_Exercise data:_
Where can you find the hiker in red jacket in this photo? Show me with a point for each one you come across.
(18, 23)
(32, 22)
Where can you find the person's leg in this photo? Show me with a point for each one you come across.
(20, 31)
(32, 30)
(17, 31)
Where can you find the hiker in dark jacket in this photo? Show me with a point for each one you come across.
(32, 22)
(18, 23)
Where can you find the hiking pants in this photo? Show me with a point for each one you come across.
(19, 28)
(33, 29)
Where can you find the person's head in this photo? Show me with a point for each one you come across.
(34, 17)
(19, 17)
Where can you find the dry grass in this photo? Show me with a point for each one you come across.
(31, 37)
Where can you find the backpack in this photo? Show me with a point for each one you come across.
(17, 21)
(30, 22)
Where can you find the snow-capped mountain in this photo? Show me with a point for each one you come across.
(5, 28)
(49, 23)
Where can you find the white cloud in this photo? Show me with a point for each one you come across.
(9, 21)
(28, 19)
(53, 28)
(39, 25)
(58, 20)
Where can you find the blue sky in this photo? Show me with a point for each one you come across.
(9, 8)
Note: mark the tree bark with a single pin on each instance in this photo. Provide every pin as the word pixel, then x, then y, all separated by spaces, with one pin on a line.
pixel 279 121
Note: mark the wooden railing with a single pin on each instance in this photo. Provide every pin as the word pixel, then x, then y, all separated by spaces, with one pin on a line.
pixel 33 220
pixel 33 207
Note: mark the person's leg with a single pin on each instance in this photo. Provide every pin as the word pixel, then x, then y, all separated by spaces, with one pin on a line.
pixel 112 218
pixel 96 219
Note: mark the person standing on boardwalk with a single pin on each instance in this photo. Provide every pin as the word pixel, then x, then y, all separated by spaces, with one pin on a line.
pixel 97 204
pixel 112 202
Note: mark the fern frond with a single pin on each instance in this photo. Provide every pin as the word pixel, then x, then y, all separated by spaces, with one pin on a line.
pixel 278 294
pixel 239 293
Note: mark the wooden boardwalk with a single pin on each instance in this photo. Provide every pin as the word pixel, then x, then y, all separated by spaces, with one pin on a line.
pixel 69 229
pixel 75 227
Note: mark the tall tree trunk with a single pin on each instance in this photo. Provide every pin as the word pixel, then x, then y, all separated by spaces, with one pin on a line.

_Work request:_
Nothing but the line with "Note: mark the person standing" and the lines after it, through the end of the material, should appear in the output, word for word.

_Answer box:_
Note: mark the person standing on boardwalk with a single pin on each instance in this photo. Provide every pin as the word pixel, then x, then y, all separated by spaces, with one pin on a line.
pixel 97 204
pixel 112 202
Note: mark the fern frond with a single pin on each instance in this photo. Provide every pin as the word pixel, then x, then y, all separated by spaces, with one pin on a line.
pixel 278 294
pixel 239 293
Note: mark the wooden boardwalk with a single pin on each instance in this photo. Provide every pin as the word pixel, then x, then y, all separated by spaces, with one pin on a line.
pixel 69 229
pixel 75 227
Note: mark the tall tree trunk with a single pin on each instance in this photo. Provide every pin as the word pixel, then x, then y, all separated by spaces, with one pin on a line.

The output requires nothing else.